___ TEXT PROVIDED ___

6.2 Resource Allocation and Management

In this section we briefly sketch the operations and interactions of the resource allocation and management functions, and the reader is referred to [11, 14, 23, 25, 34-36] for details. As mentioned above, a key aspect is the control of connection establishment and release. This process must take into account not only connection characteristics and requirements, but also the current network status as known from the content of the network database. The goal is to satisfy connection requirements as well as possible, while ensuring proper network operation. This is achieved through the control cycle shown in Figure 10, which describes the different control processes involved in the establishment 10 of a connection. The first step in the connection establishment process is the forwarding of the connection request to the network. The details of this process are outlined later, but it essentially provides the network with the desired destination(s) and amount of resources (e.g., bandwidth) requested by the connection, and possibly other relevant Quality-Of-Service (QOS) parameters. Once this information is available to the network, the next step is to determine the best possible route to the destination that can accommodate the new connection. This route is chosen to optimize the usage of network resources, while ensuring that the connection requirements can be met, i.e., enough bandwidth is available. Once a route has been selected (assuming one was found), it is then necessary to secure the resources needed along the route. This is the purpose of the bandwidth reservation phase, which prevents over-allocation of resources because of potential discrepancies between the information stored in the network database and the actual status of network resources. Note that such discrepancies are unavoidable because of the non-zero time needed to propagate updates throughout the network. The bandwidth reservation is carried out through a setup message, which is sent using the ANR routing mode with the COPY function enabled. This ensures rapid delivery of the message to all intermediate nodes (see the earlier description of the plaNET routing modes.) Upon receipt of such a message, each node checks if enough bandwidth is available on its targeted link. This function is performed using a simple and yet flexible bandwidth accounting function described in [23, 34]. As new connections are being added or removed, each node tracks the corresponding changes in link loads.

Whenever

load/utilization level on a link changes “sufficiently,” a topology update is multicast on the CP spanning tree to notify the network nodes of this new status [14, 23]. This new information is then used upon receipt of the next connection request.

10

The functions involved when releasing a connection are essentially similar, with the exception of route computation which is not needed. 18

In parallel to the network control cycle, each connection is itself subject to a setup cycle as illustrated in Figure 11. This setup cycle shares several components with the network control cycle, but it also provides for more specific connection-oriented functions. In particular, it is responsible for translating the connection request into bandwidth requirements which can be used as input to the route computation procedure. The setup control cycle also ensures that positive acknowledgements have been received from all intermediate nodes before the source is allowed to start data transmission, i.e., the bandwidth has been effectively secured on all the links in the path. In addition, since acknowledgements from intermediate nodes can allocate less bandwidth than initially requested, it may be necessary to appropriately adjust the parameters of the access control regulating the connection. The purpose of the access control is to ensure that connections cannot exceed the amount of bandwidth they have been awarded while still allowing for some flexibility in how packets can be forwarded to the network. See [35, 36] for additional details on the plaNET rate control mechanism, and the approach used to relate it to the bandwidth allocation procedure. The last step of the setup cycle takes place after the connection has been established. It consists of monitoring the traffic generated by the connection. As discussed in [23, 35, 36], this monitoring serves several purposes. It helps identify long term changes in connection characteristics, which may warrant an adjustment in the amount of allocated bandwidth. It is also an effective means to capture the impact of traffic statistics, and tune the connection representation accordingly. This is particularly useful for connections, which either cannot characterize their traffic accurately or exhibit complex behavior. Finally, traffic monitoring is also a powerful tool to identify misbehaving users, which can then be prevented from further abusing the network. Specifically, despite the presence of the resource allocation and access control mechanisms outlined above, it is still necessary for the network to maintain some buffer and bandwidth “margins” to protect well-behaved users against possible performance degradation caused by misbehaving ones. As shown in [35, 36], these margins can be significantly reduced, when traffic monitoring is used in addition to the access control mechanism.

___

→ **WHAT TO WORK ON**
Copy out the resource allocation and management section word for word, starting at "load/utilization level on" and ending at "next connection request.".

___ PROVIDED INFORMATION ___

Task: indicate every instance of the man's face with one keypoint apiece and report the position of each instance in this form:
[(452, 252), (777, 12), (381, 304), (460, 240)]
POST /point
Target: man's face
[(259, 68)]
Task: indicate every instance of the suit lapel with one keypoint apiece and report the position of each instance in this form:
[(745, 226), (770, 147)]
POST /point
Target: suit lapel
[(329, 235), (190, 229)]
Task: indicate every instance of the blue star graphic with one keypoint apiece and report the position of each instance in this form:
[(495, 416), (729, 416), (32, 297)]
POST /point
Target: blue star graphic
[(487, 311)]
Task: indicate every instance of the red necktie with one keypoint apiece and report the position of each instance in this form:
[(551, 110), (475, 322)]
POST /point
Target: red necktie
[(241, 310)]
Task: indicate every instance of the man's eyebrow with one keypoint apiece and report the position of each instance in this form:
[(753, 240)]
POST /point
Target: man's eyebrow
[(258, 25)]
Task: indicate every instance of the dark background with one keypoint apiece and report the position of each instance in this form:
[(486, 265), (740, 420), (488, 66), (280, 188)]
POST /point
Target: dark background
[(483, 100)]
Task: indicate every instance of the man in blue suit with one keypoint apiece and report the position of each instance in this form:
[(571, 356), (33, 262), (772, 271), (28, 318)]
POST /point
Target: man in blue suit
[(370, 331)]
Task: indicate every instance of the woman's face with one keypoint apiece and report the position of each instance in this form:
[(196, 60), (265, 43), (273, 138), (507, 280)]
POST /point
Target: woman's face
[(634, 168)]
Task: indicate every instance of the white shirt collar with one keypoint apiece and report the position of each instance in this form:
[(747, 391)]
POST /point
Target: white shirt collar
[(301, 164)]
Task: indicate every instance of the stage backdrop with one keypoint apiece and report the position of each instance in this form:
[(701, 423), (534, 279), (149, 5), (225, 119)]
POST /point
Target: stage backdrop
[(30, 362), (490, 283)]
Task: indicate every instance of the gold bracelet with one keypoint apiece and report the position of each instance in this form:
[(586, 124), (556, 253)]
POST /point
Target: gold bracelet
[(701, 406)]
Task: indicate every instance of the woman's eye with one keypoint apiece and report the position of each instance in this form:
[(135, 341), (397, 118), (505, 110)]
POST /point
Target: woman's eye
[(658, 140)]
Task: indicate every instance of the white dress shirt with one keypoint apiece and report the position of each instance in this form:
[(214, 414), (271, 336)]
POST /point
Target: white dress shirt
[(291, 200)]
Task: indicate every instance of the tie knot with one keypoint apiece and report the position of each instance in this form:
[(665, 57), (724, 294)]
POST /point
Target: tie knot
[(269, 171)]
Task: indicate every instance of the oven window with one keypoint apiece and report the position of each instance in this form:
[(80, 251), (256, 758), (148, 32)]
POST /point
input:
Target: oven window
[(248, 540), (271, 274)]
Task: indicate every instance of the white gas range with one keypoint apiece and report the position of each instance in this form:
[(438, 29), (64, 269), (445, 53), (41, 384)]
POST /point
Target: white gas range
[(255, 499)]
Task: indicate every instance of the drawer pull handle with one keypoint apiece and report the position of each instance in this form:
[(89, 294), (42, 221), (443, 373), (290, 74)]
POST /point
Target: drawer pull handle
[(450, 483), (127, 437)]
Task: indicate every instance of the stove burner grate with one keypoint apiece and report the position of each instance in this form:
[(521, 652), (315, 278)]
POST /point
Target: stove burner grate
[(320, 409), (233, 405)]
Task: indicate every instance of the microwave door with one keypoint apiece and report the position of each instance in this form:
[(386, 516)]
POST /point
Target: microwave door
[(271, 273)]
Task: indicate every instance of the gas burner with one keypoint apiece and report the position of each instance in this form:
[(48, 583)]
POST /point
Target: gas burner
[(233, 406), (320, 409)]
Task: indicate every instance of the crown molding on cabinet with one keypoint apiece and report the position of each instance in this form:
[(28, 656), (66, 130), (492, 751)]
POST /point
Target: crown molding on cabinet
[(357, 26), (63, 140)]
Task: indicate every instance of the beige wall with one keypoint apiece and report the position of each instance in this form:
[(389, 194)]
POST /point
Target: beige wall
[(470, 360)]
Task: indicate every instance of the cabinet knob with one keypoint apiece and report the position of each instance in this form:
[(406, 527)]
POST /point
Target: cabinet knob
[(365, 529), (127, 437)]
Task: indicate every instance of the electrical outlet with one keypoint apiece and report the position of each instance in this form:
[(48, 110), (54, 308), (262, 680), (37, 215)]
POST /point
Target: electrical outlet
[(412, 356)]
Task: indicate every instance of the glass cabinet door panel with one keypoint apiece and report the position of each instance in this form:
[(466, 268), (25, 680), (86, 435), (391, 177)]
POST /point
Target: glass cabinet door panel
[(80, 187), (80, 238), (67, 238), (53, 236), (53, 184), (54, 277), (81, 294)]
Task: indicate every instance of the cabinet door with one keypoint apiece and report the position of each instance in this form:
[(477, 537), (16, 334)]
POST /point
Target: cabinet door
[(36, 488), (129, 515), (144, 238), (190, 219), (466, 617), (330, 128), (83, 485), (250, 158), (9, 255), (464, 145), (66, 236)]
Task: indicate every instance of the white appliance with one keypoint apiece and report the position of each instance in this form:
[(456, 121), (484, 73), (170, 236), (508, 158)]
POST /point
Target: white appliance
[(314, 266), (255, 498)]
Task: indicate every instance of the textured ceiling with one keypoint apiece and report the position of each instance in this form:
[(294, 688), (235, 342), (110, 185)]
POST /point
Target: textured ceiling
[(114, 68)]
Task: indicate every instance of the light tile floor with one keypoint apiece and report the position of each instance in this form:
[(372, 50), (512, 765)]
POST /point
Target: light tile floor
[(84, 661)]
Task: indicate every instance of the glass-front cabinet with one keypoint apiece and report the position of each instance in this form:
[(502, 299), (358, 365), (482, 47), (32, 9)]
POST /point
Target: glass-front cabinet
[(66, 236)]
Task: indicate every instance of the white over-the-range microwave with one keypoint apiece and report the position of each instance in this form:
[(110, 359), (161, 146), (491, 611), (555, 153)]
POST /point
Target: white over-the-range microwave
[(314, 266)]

___

→ **ANSWER FOR THIS EXERCISE**
load/utilization level on a link changes “sufficiently,” a topology update is multicast on the CP spanning tree to notify the network nodes of this new status [14, 23]. This new information is then used upon receipt of the next connection request.